7. Variation With Context
Learning Objectives
- to make some sense of the concept of coarticulation in Experimental Phonetics
- to appreciate the differences between phonological, phonetic and dynamic influences on coarticulation
- to understand how Keating’s window model predicts the occurrence and variability of coarticulation
- to understand how Fowler’s coproduction model predicts the occurrence and variability of coarticulation
- to gain experience with instrumental methods for modelling formant transitions
- to gain practice with statistical tests for modelling the influence of discrete factors
Topics
- Why study contextual effects?
Observations about how articulation and sound production change in different contexts can provide insights into the planning of speech production. When the same phonological units are realised in different contexts (e.g. the same phoneme in different syllables), are the articulatory changes observed due to modifications in the phonological specification, in the design of the motor plan, or in the execution of the motor plan? Are changes in speech due to speaking style caused by variation in speaking rate, or are they also caused by changes in communicative load? Are phonological categories abstract entities distinct from the articulations needed to realise them? How do listeners compensate for contextual changes to recover perceptual constancy?

--

Set problem 1:
In the text on variation with context, whose model is the coproduction model?

--

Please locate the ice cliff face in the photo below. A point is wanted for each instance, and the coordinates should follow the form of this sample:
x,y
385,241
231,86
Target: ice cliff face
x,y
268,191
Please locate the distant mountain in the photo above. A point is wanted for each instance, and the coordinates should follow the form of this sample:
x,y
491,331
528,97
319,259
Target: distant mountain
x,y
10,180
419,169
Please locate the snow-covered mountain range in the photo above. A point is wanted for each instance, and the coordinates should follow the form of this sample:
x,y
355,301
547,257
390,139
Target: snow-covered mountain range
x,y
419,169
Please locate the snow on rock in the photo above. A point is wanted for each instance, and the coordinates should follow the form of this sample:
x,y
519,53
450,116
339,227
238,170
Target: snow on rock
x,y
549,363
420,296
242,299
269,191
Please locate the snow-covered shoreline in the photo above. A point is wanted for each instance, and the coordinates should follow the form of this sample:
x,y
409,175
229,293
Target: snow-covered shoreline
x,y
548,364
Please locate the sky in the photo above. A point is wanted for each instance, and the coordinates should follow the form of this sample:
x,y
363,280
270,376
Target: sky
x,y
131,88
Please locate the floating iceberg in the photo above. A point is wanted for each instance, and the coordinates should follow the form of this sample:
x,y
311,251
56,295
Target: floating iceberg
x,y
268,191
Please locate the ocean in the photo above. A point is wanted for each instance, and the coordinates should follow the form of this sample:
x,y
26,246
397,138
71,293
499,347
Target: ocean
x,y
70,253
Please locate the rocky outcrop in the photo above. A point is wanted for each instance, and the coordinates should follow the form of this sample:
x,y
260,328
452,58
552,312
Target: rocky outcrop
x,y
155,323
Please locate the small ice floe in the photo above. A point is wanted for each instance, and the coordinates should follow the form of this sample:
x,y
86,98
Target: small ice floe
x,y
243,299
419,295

--

Set problem 2:
Rewrite the part of the records that opens with the line containing "Please locate the floating" and closes at the end of the records, replacing "ocean" with "sea" and leaving everything else unchanged.

Complete response 1:
Fowler's

Complete response 2:
Please locate the floating iceberg in the photo above. A point is wanted for each instance, and the coordinates should follow the form of this sample:
x,y
311,251
56,295
Target: floating iceberg
x,y
268,191
Please locate the sea in the photo above. A point is wanted for each instance, and the coordinates should follow the form of this sample:
x,y
26,246
397,138
71,293
499,347
Target: sea
x,y
70,253
Please locate the rocky outcrop in the photo above. A point is wanted for each instance, and the coordinates should follow the form of this sample:
x,y
260,328
452,58
552,312
Target: rocky outcrop
x,y
155,323
Please locate the small ice floe in the photo above. A point is wanted for each instance, and the coordinates should follow the form of this sample:
x,y
86,98
Target: small ice floe
x,y
243,299
419,295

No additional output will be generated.